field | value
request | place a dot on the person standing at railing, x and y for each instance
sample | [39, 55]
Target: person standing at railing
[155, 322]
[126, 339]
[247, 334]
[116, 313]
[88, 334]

◇ ◇ ◇ ◇

Would you transcribe the whole listing, keeping every character the same?

● Answer box:
field | value
request | place a dot on the person standing at railing, x and y for each instance
sample | [39, 55]
Target: person standing at railing
[155, 322]
[126, 339]
[247, 334]
[116, 313]
[88, 334]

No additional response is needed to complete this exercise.